**DOCUMENT PASSAGE**:
42 And when it was day, he departed and went into a lonely place. And the people sought him and came to him, and would have kept him from leaving them; 43 but he said to them, “I must preach the good news of the kingdom of God to the other cities also; for I was sent for this purpose.”

 

In Figure 5.4, the story that Luke tells is very close to that in Mark, but the wording is remarkably different. It is as if Luke resists any opportunity to replicate Mark, and instead actively seeks out a different way to say the same thing.

The same tendency can be observed in Stilling the Storm (Fig. 5.5). There are numerous incidental reproductions of verbiage that are sufficient to justify an inference that Luke is using Mark as a source. Yet, Luke renders the story in his own language while remaining essentially true to the content and meaning of Mark’s version:

 

5.5:  Stilling the Storm

Mark 4: 35-41

35 On that day, when evening had come, he said to them,  “Let us go across to the other side.” 36 And leaving the crowd, they took him with them in the boat, just as he was.  And other boats were with him.  37 And a great storm of wind arose, and the waves beat into the boat, so that the boat was already filling.  38 but he was in the stern, asleep on the cushion; and they woke him and said to him, “Teacher, do you not care if we perish?”  39 And he awoke and rebuked the wind, and said to the sea, “Peace! Be still!”  And the wind ceased, and there was a great calm.  40 He said to them, “Why are you afraid? Have you no faith?” 41 And they were filled with awe, and said to one another, “Who then is this, that even wind and sea obey him?”

Luke 8:22-25

22 One day he got into a boat with his disciples, and he said to them, “Let us go across to the other side of the lake.”  So they set out, 23 and as they sailed he fell asleep. And a storm of wind came down on the lake, and they were filling with water, and were in danger. 24 And they went and woke him, saying, Master, Master, we are perishing!”  And he awoke and rebuked the wind and the raging waves; and they ceased, and there was a calm.  25 He said to them, “Where is your faith?”  And they were afraid, and they marveled, saying to one another, “Who then is this, that he commands even the wind and water, and they obey him?”

 

The comparisons above illustrate Luke’s propensity to rewrite Mark in his own words. While there are occasional verbatim reproductions, they are incidental. Indeed, lengthy reproductions of Mark by Luke are rare. The underlined text in The Healing of the Demoniac (Fig 5.6, Luke 4:34-35a below) is the longest continuous duplication of Mark found in the Gospel of Luke—a duplication consisting of 26 words in the Greek text. There are no other verbatim duplications which rival the length of this passage, and there are only a few which exceed half its length. Hence, it stands out as a remarkable exception when Luke and Mark are compared:

5.6:  The Healing of the Demoniac

Mark 1:23-28

23 And immediately there was in their synagogue a man with an unclean spirit; 24  and he cried out, What have you to do with us, Jesus of Nazareth? Have you come to destroy us?  I know who you are, the Holy One of God.” But Jesus rebuked him saying, “Be silent and come out of him!”  26 And the unclean spirit, convulsing him and crying with a loud voice came out of him. 27 And they were all amazed, so that they questioned among themselves, saying, “What is this? A new teaching! With authority he commands even the unclean spirits, and they obey him.”  28 And at once his fame spread everywhere throughout all the surrounding region of Galilee.

**TASKS TO COMPLETE**:
A: In the passage comparing Luke and Mark, how many Greek words make up the longest continuous duplication of Mark in the Gospel of Luke?
B: Return the text of the passage comparing Luke and Mark from "In Figure 5.4, the" up to and including "the same thing.".
The lines that come next are separate material from the passage comparing Luke and Mark.

**DATASET RECORDS**:
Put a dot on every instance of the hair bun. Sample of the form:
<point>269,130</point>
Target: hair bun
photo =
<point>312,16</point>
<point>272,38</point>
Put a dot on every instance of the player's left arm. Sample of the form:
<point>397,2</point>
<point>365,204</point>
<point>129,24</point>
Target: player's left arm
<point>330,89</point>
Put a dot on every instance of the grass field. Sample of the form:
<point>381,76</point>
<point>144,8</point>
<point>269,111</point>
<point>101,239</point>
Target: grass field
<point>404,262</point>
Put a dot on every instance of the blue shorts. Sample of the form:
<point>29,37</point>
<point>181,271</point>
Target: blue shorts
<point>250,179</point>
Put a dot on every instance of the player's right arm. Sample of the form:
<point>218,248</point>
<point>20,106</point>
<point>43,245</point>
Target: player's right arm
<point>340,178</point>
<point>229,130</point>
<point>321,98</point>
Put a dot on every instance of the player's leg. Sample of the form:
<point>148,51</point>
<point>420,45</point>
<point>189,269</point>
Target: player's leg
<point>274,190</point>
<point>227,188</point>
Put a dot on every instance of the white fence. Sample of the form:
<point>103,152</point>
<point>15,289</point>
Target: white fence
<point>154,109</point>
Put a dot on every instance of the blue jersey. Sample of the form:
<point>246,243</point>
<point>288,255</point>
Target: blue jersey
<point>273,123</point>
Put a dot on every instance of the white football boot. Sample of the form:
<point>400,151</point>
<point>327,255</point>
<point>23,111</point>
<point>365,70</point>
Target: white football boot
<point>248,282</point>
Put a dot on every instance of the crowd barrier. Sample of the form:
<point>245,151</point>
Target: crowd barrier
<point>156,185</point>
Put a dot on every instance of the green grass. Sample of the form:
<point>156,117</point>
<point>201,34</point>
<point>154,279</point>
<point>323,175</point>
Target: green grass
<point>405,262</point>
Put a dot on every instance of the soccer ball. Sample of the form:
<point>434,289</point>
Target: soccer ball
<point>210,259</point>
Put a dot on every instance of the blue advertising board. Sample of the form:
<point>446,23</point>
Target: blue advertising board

**EXPECTED OUTPUTS**:
A: It consists of 26 words in the Greek text.

B:
In Figure 5.4, the story that Luke tells is very close to that in Mark, but the wording is remarkably different. It is as if Luke resists any opportunity to replicate Mark, and instead actively seeks out a different way to say the same thing.